Excerpt to read:
■ ■ ■
M. A. Astaburuaga, Ph. Briet, V. Bruneau, C. Fernandez, G. Raikov
Dynamical resonances and SSF singularities for a magnetic
Schroedinger operator
(427K, pdf)
ABSTRACT. We consider the Hamiltonian $H$ of a 3D spinless non-relativistic
quantum particle subject to parallel constant magnetic and
non-constant electric field. The operator $H$ has infinitely many
eigenvalues of infinite multiplicity embedded in its continuous
spectrum. We perturb $H$ by appropriate scalar potentials $V$ and
investigate the transformation of these embedded eigenvalues into
resonances. First, we assume that the electric potentials are
dilation-analytic with respect to the variable along the magnetic
field, and obtain an asymptotic expansion of the resonances as the
coupling constant $\varkappa$ of the perturbation tends to zero.
■ ■ ■
Data listing:

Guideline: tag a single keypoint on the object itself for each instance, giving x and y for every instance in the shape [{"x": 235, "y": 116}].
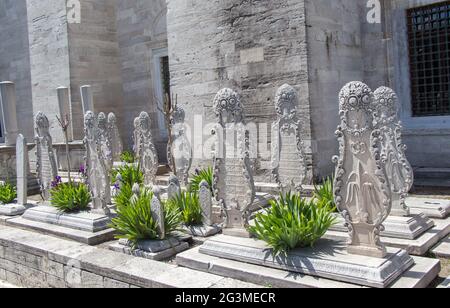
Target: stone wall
[
  {"x": 49, "y": 57},
  {"x": 141, "y": 34},
  {"x": 334, "y": 54},
  {"x": 94, "y": 60},
  {"x": 34, "y": 260},
  {"x": 253, "y": 47},
  {"x": 15, "y": 59}
]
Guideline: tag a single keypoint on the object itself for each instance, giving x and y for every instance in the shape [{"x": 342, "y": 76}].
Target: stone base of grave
[
  {"x": 423, "y": 272},
  {"x": 153, "y": 250},
  {"x": 83, "y": 227},
  {"x": 396, "y": 227},
  {"x": 13, "y": 209},
  {"x": 433, "y": 208},
  {"x": 203, "y": 231},
  {"x": 84, "y": 221},
  {"x": 328, "y": 261},
  {"x": 417, "y": 247},
  {"x": 442, "y": 250},
  {"x": 445, "y": 284}
]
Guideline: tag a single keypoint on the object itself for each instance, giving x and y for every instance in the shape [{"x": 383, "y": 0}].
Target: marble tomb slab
[{"x": 329, "y": 259}]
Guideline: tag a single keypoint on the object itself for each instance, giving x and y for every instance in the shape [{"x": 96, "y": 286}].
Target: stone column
[
  {"x": 87, "y": 99},
  {"x": 22, "y": 170},
  {"x": 8, "y": 106},
  {"x": 65, "y": 109}
]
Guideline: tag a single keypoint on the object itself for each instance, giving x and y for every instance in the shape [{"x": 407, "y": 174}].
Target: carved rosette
[
  {"x": 146, "y": 150},
  {"x": 290, "y": 175},
  {"x": 114, "y": 137},
  {"x": 235, "y": 194},
  {"x": 46, "y": 167},
  {"x": 398, "y": 168},
  {"x": 180, "y": 149},
  {"x": 361, "y": 188},
  {"x": 96, "y": 165}
]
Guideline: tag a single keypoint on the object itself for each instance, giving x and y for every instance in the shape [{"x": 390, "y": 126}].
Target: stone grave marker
[
  {"x": 288, "y": 158},
  {"x": 46, "y": 163}
]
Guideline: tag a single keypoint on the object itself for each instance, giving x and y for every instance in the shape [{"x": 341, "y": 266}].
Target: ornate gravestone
[
  {"x": 157, "y": 210},
  {"x": 46, "y": 163},
  {"x": 114, "y": 136},
  {"x": 104, "y": 142},
  {"x": 233, "y": 180},
  {"x": 145, "y": 149},
  {"x": 205, "y": 197},
  {"x": 174, "y": 188},
  {"x": 362, "y": 190},
  {"x": 96, "y": 166},
  {"x": 180, "y": 150},
  {"x": 399, "y": 171},
  {"x": 288, "y": 158}
]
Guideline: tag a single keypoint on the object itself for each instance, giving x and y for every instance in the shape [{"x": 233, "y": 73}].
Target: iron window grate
[{"x": 429, "y": 53}]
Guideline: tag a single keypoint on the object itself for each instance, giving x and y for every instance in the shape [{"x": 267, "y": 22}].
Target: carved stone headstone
[
  {"x": 87, "y": 98},
  {"x": 233, "y": 180},
  {"x": 8, "y": 111},
  {"x": 105, "y": 145},
  {"x": 180, "y": 150},
  {"x": 398, "y": 169},
  {"x": 46, "y": 162},
  {"x": 174, "y": 188},
  {"x": 157, "y": 210},
  {"x": 145, "y": 149},
  {"x": 205, "y": 197},
  {"x": 96, "y": 168},
  {"x": 115, "y": 141},
  {"x": 22, "y": 170},
  {"x": 288, "y": 158},
  {"x": 361, "y": 188}
]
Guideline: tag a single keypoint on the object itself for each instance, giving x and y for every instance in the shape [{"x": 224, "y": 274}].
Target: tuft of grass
[
  {"x": 292, "y": 222},
  {"x": 70, "y": 197},
  {"x": 7, "y": 193},
  {"x": 189, "y": 206},
  {"x": 134, "y": 221}
]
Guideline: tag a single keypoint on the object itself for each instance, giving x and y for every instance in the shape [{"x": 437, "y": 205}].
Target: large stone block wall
[
  {"x": 251, "y": 46},
  {"x": 94, "y": 60},
  {"x": 49, "y": 57},
  {"x": 335, "y": 58},
  {"x": 142, "y": 33},
  {"x": 15, "y": 59}
]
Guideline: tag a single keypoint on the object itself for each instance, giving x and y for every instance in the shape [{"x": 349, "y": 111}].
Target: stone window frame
[
  {"x": 157, "y": 54},
  {"x": 401, "y": 69}
]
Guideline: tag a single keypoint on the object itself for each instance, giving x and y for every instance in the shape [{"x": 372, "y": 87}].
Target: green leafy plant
[
  {"x": 129, "y": 174},
  {"x": 292, "y": 222},
  {"x": 189, "y": 205},
  {"x": 200, "y": 175},
  {"x": 127, "y": 157},
  {"x": 70, "y": 197},
  {"x": 7, "y": 193},
  {"x": 134, "y": 221},
  {"x": 324, "y": 194}
]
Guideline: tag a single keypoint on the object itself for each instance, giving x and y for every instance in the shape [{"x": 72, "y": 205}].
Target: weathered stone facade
[{"x": 254, "y": 47}]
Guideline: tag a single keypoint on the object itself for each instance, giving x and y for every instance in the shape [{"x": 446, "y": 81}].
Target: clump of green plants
[
  {"x": 127, "y": 174},
  {"x": 324, "y": 194},
  {"x": 134, "y": 221},
  {"x": 70, "y": 197},
  {"x": 188, "y": 204},
  {"x": 292, "y": 222},
  {"x": 7, "y": 193},
  {"x": 127, "y": 157},
  {"x": 198, "y": 177}
]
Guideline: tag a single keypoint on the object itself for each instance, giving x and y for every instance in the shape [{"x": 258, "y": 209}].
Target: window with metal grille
[{"x": 429, "y": 46}]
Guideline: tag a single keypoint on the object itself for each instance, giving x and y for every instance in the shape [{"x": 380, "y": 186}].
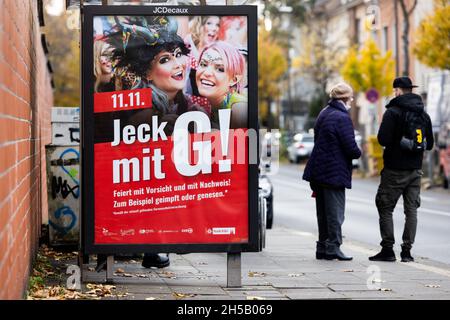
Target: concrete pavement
[{"x": 286, "y": 269}]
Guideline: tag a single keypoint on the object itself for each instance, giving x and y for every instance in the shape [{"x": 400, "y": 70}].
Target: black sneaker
[
  {"x": 320, "y": 255},
  {"x": 386, "y": 254},
  {"x": 155, "y": 260},
  {"x": 406, "y": 256}
]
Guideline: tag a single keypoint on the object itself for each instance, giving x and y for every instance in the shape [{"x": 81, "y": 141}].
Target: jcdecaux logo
[{"x": 164, "y": 10}]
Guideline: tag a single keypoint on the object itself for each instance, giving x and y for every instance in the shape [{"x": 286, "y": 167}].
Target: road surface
[{"x": 295, "y": 209}]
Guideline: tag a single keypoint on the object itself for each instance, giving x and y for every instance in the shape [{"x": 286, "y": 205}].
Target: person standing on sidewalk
[
  {"x": 329, "y": 170},
  {"x": 405, "y": 132}
]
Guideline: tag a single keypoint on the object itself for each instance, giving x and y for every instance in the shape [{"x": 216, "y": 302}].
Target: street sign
[
  {"x": 166, "y": 168},
  {"x": 372, "y": 95}
]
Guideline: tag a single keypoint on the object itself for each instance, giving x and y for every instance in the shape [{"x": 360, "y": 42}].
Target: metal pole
[
  {"x": 234, "y": 270},
  {"x": 397, "y": 60}
]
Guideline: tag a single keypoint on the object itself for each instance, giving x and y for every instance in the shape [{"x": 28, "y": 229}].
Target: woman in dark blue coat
[{"x": 329, "y": 170}]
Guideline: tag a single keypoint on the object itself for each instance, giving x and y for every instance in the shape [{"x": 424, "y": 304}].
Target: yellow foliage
[
  {"x": 432, "y": 46},
  {"x": 368, "y": 68},
  {"x": 319, "y": 59},
  {"x": 272, "y": 65}
]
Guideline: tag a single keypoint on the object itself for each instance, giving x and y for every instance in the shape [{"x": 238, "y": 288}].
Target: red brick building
[{"x": 26, "y": 98}]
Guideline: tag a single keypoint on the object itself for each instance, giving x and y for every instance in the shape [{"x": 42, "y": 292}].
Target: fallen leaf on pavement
[
  {"x": 182, "y": 295},
  {"x": 432, "y": 286},
  {"x": 294, "y": 275},
  {"x": 140, "y": 275},
  {"x": 168, "y": 274},
  {"x": 256, "y": 274},
  {"x": 377, "y": 281}
]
■ ■ ■
Exercise task A: Quote the abstract on the magnetic Schroedinger operator, starting with "ABSTRACT. We consider" and going on through "tends to zero.".
Exercise task B: According to the abstract on the magnetic Schroedinger operator, what does the operator $H$ have embedded in its continuous spectrum?
Exercise task C: Carry on the abstract about resonances of the magnetic Schroedinger operator from the point where it stops.
The records play no part in this work.

Final result A:
ABSTRACT. We consider the Hamiltonian $H$ of a 3D spinless non-relativistic
quantum particle subject to parallel constant magnetic and
non-constant electric field. The operator $H$ has infinitely many
eigenvalues of infinite multiplicity embedded in its continuous
spectrum. We perturb $H$ by appropriate scalar potentials $V$ and
investigate the transformation of these embedded eigenvalues into
resonances. First, we assume that the electric potentials are
dilation-analytic with respect to the variable along the magnetic
field, and obtain an asymptotic expansion of the resonances as the
coupling constant $\varkappa$ of the perturbation tends to zero.

Final result B: Infinitely many eigenvalues of infinite multiplicity.

Final result C:
Further, under the assumption that the Fermi Golden Rule holds
true, we deduce estimates for the time evolution of the resonance
states with and without analyticity assumptions; in the second
case we obtain these results as a corollary of suitable Mourre
estimates and a recent article of Cattaneo, Graf and Hunziker
\cite{cgh}. Next, we describe sets of perturbations $V$ for which
the Fermi Golden Rule is valid at each embedded eigenvalue of $H$;
these sets turn out to be dense in various suitable topologies.
Finally, we assume that $V$ decays fast enough at infinity and is
of definite sign, introduce the Krein spectral shift function for
the operator pair $(H+V, H)$, and study its singularities at the
energies which coincide with eigenvalues of infinite multiplicity
of the unperturbed operator $H$.